What you need to do: Reproduce every record below exactly, without the pictures.

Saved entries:
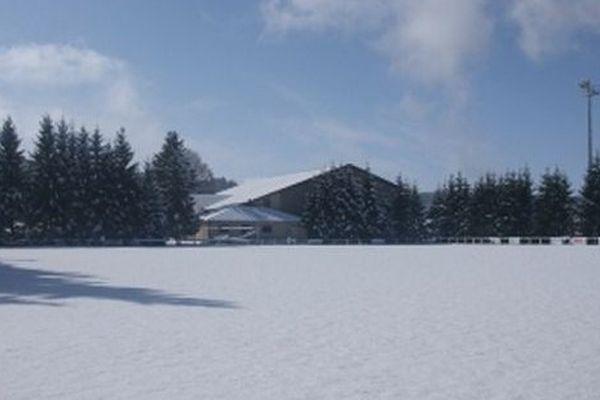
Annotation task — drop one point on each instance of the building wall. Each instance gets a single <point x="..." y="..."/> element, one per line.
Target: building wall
<point x="264" y="230"/>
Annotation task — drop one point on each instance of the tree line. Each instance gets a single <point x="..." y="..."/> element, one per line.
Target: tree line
<point x="77" y="186"/>
<point x="343" y="206"/>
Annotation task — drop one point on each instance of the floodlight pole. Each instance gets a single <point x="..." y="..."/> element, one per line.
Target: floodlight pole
<point x="589" y="91"/>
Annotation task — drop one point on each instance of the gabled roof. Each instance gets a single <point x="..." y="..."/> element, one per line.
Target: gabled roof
<point x="249" y="214"/>
<point x="204" y="201"/>
<point x="256" y="188"/>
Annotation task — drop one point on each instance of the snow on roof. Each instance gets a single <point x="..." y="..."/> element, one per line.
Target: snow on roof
<point x="249" y="214"/>
<point x="204" y="201"/>
<point x="259" y="187"/>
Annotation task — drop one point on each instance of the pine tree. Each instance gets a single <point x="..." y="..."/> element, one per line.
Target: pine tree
<point x="416" y="220"/>
<point x="483" y="209"/>
<point x="449" y="214"/>
<point x="374" y="214"/>
<point x="515" y="204"/>
<point x="438" y="221"/>
<point x="124" y="188"/>
<point x="65" y="180"/>
<point x="151" y="215"/>
<point x="82" y="200"/>
<point x="553" y="211"/>
<point x="175" y="180"/>
<point x="407" y="213"/>
<point x="98" y="189"/>
<point x="12" y="181"/>
<point x="45" y="186"/>
<point x="590" y="200"/>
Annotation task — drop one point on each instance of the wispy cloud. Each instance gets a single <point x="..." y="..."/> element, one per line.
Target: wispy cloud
<point x="74" y="82"/>
<point x="549" y="27"/>
<point x="431" y="41"/>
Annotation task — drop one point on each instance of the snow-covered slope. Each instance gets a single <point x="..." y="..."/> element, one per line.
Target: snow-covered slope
<point x="255" y="188"/>
<point x="301" y="323"/>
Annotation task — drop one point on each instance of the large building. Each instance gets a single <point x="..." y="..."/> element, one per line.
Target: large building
<point x="269" y="208"/>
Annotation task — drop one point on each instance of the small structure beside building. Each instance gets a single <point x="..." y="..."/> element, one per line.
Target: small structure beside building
<point x="267" y="208"/>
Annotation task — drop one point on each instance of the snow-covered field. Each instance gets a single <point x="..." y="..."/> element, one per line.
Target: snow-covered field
<point x="431" y="322"/>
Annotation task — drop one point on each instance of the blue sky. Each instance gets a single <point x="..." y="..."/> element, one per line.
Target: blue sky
<point x="423" y="88"/>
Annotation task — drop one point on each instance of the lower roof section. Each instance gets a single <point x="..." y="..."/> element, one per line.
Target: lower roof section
<point x="241" y="213"/>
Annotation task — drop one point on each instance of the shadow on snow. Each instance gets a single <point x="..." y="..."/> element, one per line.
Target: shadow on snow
<point x="39" y="287"/>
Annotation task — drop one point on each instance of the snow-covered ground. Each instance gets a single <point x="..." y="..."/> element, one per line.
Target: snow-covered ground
<point x="431" y="322"/>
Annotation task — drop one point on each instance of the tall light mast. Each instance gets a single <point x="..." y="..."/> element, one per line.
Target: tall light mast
<point x="589" y="91"/>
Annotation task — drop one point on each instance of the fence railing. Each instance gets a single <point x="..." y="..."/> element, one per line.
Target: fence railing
<point x="233" y="241"/>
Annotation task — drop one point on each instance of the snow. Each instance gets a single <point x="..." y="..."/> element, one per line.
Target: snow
<point x="249" y="214"/>
<point x="372" y="322"/>
<point x="258" y="187"/>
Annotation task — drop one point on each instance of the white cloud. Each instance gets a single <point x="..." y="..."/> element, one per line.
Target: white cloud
<point x="53" y="64"/>
<point x="74" y="82"/>
<point x="548" y="27"/>
<point x="428" y="40"/>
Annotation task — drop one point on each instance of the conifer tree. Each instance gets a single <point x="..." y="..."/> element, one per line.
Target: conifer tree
<point x="439" y="224"/>
<point x="45" y="198"/>
<point x="483" y="209"/>
<point x="175" y="180"/>
<point x="65" y="166"/>
<point x="12" y="181"/>
<point x="515" y="204"/>
<point x="82" y="200"/>
<point x="151" y="212"/>
<point x="98" y="189"/>
<point x="553" y="211"/>
<point x="124" y="188"/>
<point x="407" y="213"/>
<point x="449" y="214"/>
<point x="590" y="200"/>
<point x="374" y="214"/>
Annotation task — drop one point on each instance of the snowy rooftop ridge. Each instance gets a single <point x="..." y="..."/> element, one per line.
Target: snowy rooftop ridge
<point x="259" y="187"/>
<point x="249" y="214"/>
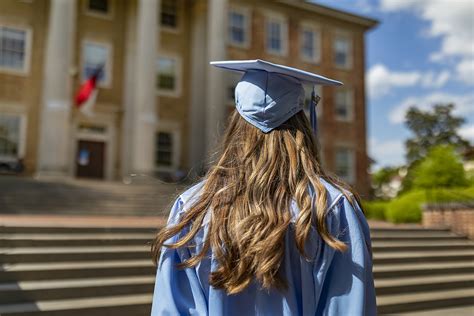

Exercise solution:
Annotation task — drop one point on each instance of the building wall. Each instance gets a single <point x="..." y="..."/> element, one per line.
Target: building wall
<point x="264" y="230"/>
Annotation task — drop one point on each instance of the tree line. Each instance gets a single <point x="..." y="..."/> element, one per line.
Target: tree line
<point x="77" y="186"/>
<point x="343" y="206"/>
Annotation task — drop one point on each instance of the floodlight pole. Each instance gets a single <point x="..." y="..."/> element, one per line.
Target: floodlight pole
<point x="589" y="91"/>
Annotation task — drop one point on each instance of the gabled roof. Each instance gets a single <point x="..." y="..."/> element, one per line.
Target: gabled roof
<point x="249" y="214"/>
<point x="204" y="201"/>
<point x="256" y="188"/>
Annotation task — drop one point on each instance of the snow on roof. Each instance gets a single <point x="..." y="..."/> element, one per line.
Target: snow on roof
<point x="249" y="214"/>
<point x="204" y="201"/>
<point x="259" y="187"/>
Annotation task — drop one point on each instance of the pine tree. Each instance gets a single <point x="..." y="..."/> element, one per line.
Target: pine tree
<point x="416" y="220"/>
<point x="483" y="209"/>
<point x="449" y="214"/>
<point x="374" y="214"/>
<point x="515" y="204"/>
<point x="438" y="221"/>
<point x="124" y="188"/>
<point x="65" y="180"/>
<point x="151" y="215"/>
<point x="82" y="200"/>
<point x="553" y="211"/>
<point x="175" y="180"/>
<point x="407" y="213"/>
<point x="98" y="189"/>
<point x="12" y="181"/>
<point x="45" y="186"/>
<point x="590" y="200"/>
Annotation task — drop one point on each instance of the wispy cloud. Each instance gets a single <point x="..." y="..."/> element, one per line.
Target: wispy cloud
<point x="74" y="82"/>
<point x="549" y="27"/>
<point x="431" y="41"/>
Annotation task — drop one point on each instance of the snow-covered slope. Each instance gets a single <point x="..." y="..."/> element, one per line.
Target: snow-covered slope
<point x="255" y="188"/>
<point x="301" y="323"/>
Annotation task — drop one point on each instance of the large building. Each instance gets a single <point x="..." y="..."/> element, one per line.
Target: large building
<point x="269" y="208"/>
Annotation task — drop one point on each instance of the small structure beside building. Each instance gets a single <point x="..." y="..."/> element, one per line.
Target: small structure beside building
<point x="267" y="208"/>
Annotation task — drop one point on each instance of the snow-covered field. Each instance gets a single <point x="..." y="..."/> element, one per line.
Target: snow-covered field
<point x="431" y="322"/>
Annotation task — drop one point on each instance of the blue sky. Each instance gets a single <point x="..." y="..."/> element, one per line.
Target: blue sky
<point x="423" y="88"/>
Annotation task — drop one point on each instance of the lower roof section. Each instance gets a single <point x="..." y="..."/> element, one per line.
Target: lower roof section
<point x="241" y="213"/>
Annotation task — drop one point on each instance of the shadow on snow. Each instance gets a single <point x="..." y="..."/> element, one per line.
Target: shadow on snow
<point x="39" y="287"/>
Annotation task — drop one point on each instance of the snow-covered ground. Each instance gets a single <point x="..." y="..."/> element, one per line.
Target: snow-covered ground
<point x="431" y="322"/>
Annotation task — drop one point on each instance of the tall light mast. Each instance gets a single <point x="..." y="..."/> element, one per line.
Target: tall light mast
<point x="589" y="91"/>
Annotation task — drop one point on each instance of the fence railing. Each instance gets a single <point x="..." y="..."/> element, one per line.
Target: fence railing
<point x="233" y="241"/>
Annotation task — drop one point on each instance of the snow. Each instance gets a single <point x="..." y="..."/> element, one per line.
Target: snow
<point x="249" y="214"/>
<point x="372" y="322"/>
<point x="258" y="187"/>
Annotation task — drop one point on each instance of the white cloud. Each instance gets a single <point x="..." y="..."/> element, one per line.
Target: white cloud
<point x="53" y="64"/>
<point x="74" y="82"/>
<point x="548" y="27"/>
<point x="428" y="40"/>
Annotation task — drop one point on each instance of the conifer tree. Each instance gets a single <point x="..." y="..."/> element, one per line.
Target: conifer tree
<point x="439" y="224"/>
<point x="45" y="198"/>
<point x="483" y="209"/>
<point x="175" y="180"/>
<point x="65" y="166"/>
<point x="12" y="181"/>
<point x="515" y="204"/>
<point x="82" y="200"/>
<point x="151" y="212"/>
<point x="98" y="189"/>
<point x="553" y="211"/>
<point x="124" y="188"/>
<point x="407" y="213"/>
<point x="449" y="214"/>
<point x="590" y="200"/>
<point x="374" y="214"/>
Annotation task — drop one point on each instance of the snowy rooftop ridge. Each instance gets a single <point x="..." y="..."/> element, one per line.
Target: snowy rooftop ridge
<point x="259" y="187"/>
<point x="249" y="214"/>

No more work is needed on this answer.